» **What you are asked to do**
Copy out every line of the material below that contains the word "chair".

++++ Records for this exercise

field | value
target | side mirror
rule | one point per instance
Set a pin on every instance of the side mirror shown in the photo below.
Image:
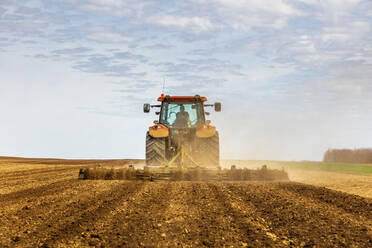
(217, 107)
(146, 108)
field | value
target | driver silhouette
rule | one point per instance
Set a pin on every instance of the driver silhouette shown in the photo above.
(182, 118)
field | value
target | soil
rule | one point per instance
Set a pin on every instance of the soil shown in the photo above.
(46, 206)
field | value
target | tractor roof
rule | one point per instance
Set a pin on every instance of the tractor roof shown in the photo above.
(168, 98)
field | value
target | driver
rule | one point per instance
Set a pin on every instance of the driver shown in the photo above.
(182, 118)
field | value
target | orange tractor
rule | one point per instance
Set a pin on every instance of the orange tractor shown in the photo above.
(182, 137)
(182, 145)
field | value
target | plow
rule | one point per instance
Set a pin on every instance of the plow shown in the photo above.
(182, 146)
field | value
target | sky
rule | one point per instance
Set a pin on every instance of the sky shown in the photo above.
(294, 77)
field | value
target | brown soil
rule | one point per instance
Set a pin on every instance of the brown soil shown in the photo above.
(58, 210)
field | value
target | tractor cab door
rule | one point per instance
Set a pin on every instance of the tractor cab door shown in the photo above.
(182, 114)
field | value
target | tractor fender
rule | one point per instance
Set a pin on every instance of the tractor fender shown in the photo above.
(158, 131)
(205, 131)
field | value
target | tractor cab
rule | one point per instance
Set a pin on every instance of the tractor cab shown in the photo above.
(182, 111)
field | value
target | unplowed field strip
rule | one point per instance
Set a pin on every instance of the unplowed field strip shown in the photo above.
(61, 211)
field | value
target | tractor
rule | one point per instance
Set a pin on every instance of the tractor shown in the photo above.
(182, 137)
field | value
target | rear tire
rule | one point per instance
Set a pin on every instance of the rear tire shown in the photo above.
(209, 151)
(154, 146)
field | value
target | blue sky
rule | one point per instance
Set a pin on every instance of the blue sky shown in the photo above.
(294, 77)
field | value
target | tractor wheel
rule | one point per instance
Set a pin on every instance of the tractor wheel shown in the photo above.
(210, 150)
(155, 150)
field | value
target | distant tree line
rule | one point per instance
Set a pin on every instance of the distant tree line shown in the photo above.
(348, 155)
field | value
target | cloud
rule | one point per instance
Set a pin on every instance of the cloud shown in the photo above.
(122, 64)
(100, 34)
(193, 24)
(69, 51)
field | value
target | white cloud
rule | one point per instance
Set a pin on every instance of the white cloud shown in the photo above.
(187, 24)
(99, 33)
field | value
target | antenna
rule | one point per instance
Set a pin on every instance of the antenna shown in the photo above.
(162, 90)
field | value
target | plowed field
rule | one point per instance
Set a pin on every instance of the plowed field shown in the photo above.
(45, 205)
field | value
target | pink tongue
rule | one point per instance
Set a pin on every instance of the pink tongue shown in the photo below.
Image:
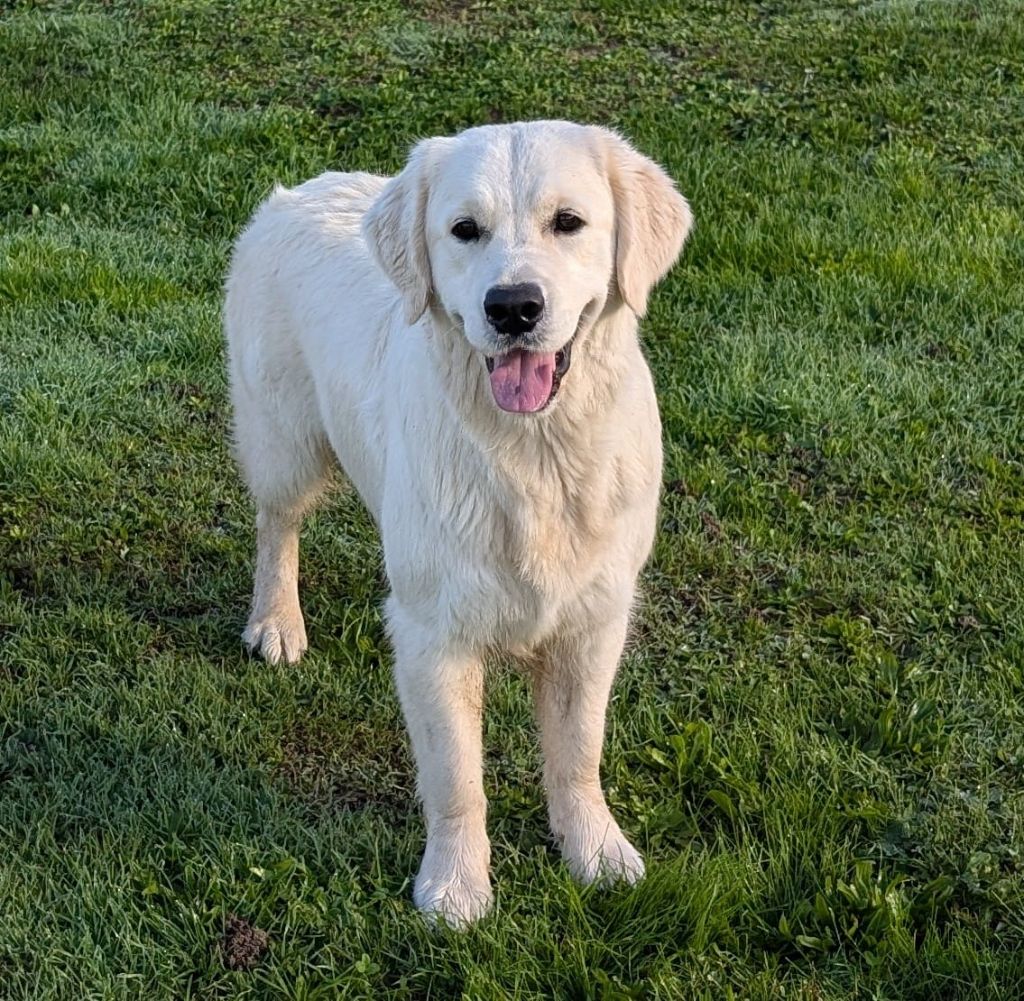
(521, 381)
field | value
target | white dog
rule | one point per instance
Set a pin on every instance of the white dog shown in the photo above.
(462, 339)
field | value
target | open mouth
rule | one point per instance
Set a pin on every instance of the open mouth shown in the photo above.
(525, 382)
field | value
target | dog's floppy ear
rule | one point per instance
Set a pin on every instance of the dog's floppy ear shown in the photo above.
(394, 228)
(651, 221)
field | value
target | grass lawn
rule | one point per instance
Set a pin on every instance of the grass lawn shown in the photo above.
(817, 736)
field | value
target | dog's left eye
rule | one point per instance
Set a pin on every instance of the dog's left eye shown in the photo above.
(567, 222)
(466, 230)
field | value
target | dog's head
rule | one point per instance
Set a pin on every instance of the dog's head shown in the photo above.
(520, 233)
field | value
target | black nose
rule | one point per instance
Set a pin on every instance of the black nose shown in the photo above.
(514, 308)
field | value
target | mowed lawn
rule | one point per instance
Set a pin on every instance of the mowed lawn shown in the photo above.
(817, 735)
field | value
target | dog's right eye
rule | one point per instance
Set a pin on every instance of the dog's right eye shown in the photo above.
(466, 230)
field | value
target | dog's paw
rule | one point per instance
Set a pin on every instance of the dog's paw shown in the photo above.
(276, 637)
(597, 852)
(457, 900)
(454, 883)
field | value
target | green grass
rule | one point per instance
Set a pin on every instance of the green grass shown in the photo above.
(818, 731)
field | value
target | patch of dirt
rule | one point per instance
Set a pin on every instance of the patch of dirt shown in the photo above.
(243, 945)
(351, 767)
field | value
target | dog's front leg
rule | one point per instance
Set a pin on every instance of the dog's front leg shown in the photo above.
(571, 686)
(441, 693)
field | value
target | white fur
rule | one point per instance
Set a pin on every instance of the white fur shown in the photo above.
(356, 335)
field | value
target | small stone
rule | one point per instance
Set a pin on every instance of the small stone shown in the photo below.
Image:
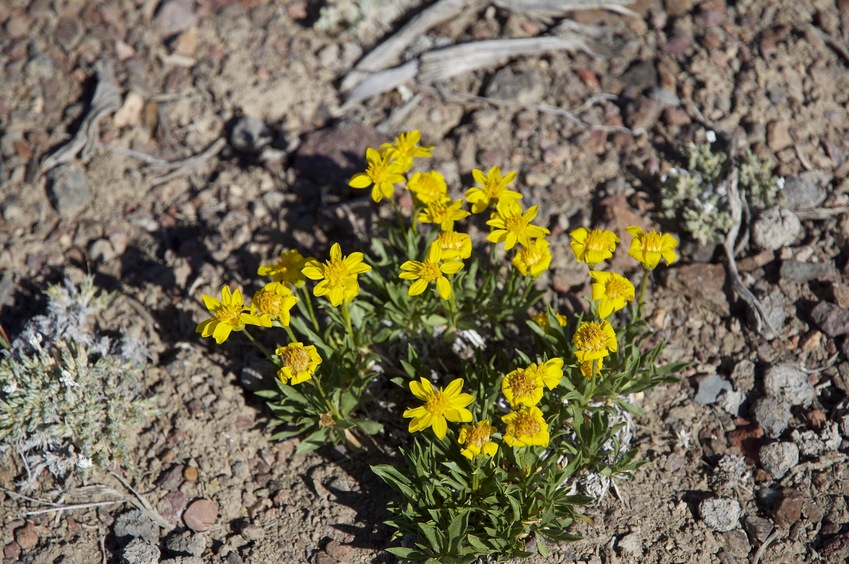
(185, 544)
(720, 513)
(775, 228)
(250, 135)
(789, 509)
(778, 458)
(140, 552)
(790, 384)
(68, 190)
(252, 532)
(806, 191)
(773, 415)
(201, 515)
(778, 136)
(758, 527)
(831, 319)
(135, 525)
(175, 16)
(710, 387)
(802, 272)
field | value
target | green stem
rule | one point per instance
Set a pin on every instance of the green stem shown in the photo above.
(262, 349)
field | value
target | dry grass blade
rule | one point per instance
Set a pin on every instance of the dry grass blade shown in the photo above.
(106, 99)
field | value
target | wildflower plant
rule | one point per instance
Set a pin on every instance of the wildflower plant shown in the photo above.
(507, 438)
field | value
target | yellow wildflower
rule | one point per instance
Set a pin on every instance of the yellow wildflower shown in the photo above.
(338, 275)
(454, 245)
(613, 291)
(594, 340)
(494, 189)
(534, 259)
(593, 247)
(443, 212)
(526, 427)
(428, 186)
(430, 271)
(440, 406)
(522, 387)
(406, 148)
(299, 362)
(511, 225)
(382, 173)
(273, 301)
(228, 314)
(549, 372)
(476, 439)
(648, 248)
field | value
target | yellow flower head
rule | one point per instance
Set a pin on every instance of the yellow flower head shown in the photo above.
(273, 301)
(338, 275)
(511, 225)
(541, 319)
(549, 372)
(534, 259)
(406, 148)
(648, 248)
(454, 245)
(613, 291)
(382, 172)
(443, 212)
(299, 363)
(440, 406)
(429, 271)
(476, 439)
(428, 186)
(522, 387)
(494, 189)
(594, 340)
(593, 247)
(287, 268)
(526, 427)
(228, 314)
(591, 368)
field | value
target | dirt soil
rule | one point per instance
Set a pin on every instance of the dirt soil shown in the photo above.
(253, 87)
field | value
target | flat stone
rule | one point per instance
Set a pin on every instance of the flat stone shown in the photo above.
(720, 513)
(831, 319)
(775, 228)
(201, 515)
(778, 458)
(68, 190)
(789, 383)
(773, 415)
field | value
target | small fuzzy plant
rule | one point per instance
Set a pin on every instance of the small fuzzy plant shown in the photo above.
(696, 197)
(68, 397)
(515, 415)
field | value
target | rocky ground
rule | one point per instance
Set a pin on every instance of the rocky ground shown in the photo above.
(218, 136)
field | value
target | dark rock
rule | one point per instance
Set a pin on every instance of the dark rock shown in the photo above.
(773, 415)
(831, 319)
(67, 188)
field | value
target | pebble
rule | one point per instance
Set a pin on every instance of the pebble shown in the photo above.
(185, 543)
(250, 135)
(775, 228)
(710, 387)
(806, 191)
(831, 319)
(67, 188)
(778, 458)
(720, 513)
(135, 525)
(773, 415)
(201, 515)
(140, 552)
(790, 384)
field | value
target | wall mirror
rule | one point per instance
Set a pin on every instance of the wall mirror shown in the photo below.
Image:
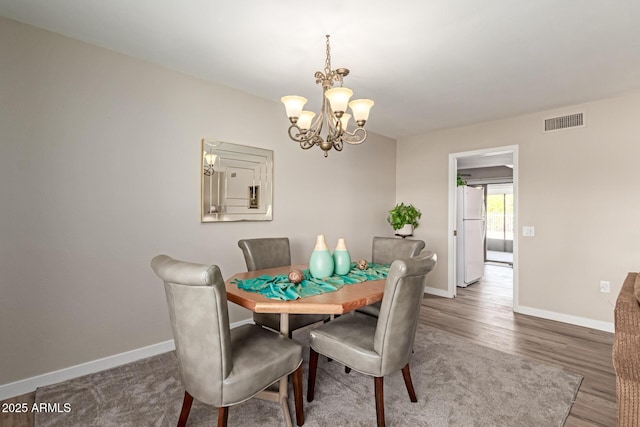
(236, 182)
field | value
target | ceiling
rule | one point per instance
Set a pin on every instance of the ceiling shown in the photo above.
(427, 64)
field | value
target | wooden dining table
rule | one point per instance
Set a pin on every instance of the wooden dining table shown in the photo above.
(344, 300)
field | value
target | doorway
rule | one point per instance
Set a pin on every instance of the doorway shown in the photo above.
(499, 216)
(487, 167)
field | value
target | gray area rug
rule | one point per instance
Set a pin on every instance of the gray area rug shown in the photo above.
(458, 383)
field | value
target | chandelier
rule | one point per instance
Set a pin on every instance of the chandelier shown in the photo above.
(306, 126)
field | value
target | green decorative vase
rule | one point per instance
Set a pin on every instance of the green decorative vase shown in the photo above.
(342, 258)
(321, 262)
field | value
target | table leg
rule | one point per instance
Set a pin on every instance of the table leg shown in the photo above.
(284, 384)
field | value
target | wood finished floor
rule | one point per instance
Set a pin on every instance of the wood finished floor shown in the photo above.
(483, 313)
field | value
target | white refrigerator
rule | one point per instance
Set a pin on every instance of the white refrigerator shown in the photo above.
(470, 235)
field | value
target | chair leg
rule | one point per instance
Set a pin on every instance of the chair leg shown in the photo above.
(379, 388)
(297, 393)
(407, 381)
(313, 367)
(223, 416)
(186, 407)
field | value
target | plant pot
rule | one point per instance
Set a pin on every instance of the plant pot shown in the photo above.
(407, 230)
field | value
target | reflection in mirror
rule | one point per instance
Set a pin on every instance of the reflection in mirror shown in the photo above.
(236, 182)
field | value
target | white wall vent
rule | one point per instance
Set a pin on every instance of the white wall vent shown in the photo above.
(564, 122)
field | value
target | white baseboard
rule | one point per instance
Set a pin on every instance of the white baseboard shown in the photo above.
(438, 292)
(566, 318)
(28, 385)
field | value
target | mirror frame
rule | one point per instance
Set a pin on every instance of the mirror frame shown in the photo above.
(246, 161)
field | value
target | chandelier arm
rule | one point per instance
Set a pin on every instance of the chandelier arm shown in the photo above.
(356, 137)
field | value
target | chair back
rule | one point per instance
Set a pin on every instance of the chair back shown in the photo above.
(400, 310)
(268, 252)
(199, 316)
(385, 250)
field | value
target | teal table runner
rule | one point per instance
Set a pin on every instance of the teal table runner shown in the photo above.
(280, 288)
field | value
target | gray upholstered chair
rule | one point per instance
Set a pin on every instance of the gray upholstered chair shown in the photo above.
(377, 346)
(219, 366)
(270, 252)
(385, 250)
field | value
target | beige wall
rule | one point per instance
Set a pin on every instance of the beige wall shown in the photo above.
(99, 172)
(578, 187)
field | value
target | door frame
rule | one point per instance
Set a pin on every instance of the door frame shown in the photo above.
(453, 175)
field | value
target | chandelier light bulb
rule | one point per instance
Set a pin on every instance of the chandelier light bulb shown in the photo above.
(293, 104)
(339, 99)
(360, 109)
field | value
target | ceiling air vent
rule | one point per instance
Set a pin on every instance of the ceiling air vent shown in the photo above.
(564, 122)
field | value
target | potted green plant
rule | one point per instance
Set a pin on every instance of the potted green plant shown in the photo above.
(404, 218)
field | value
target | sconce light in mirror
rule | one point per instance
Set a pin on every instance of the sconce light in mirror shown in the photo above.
(236, 182)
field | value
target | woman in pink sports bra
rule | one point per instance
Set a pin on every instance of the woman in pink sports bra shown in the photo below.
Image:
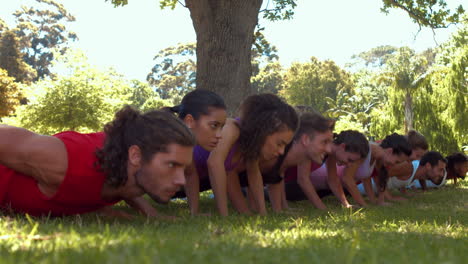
(266, 126)
(394, 149)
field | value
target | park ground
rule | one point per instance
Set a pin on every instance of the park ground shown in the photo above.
(431, 227)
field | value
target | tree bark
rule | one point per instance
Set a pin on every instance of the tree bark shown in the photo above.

++++++++

» **The completed task**
target | chair leg
Set a pin on every instance of the chair leg shown in the photo above.
target | chair back
Set a pin on every instance of the chair back shown in the photo above.
target | gray upholstered chair
Set a pin on every instance of the gray upholstered chair shown in the photo above.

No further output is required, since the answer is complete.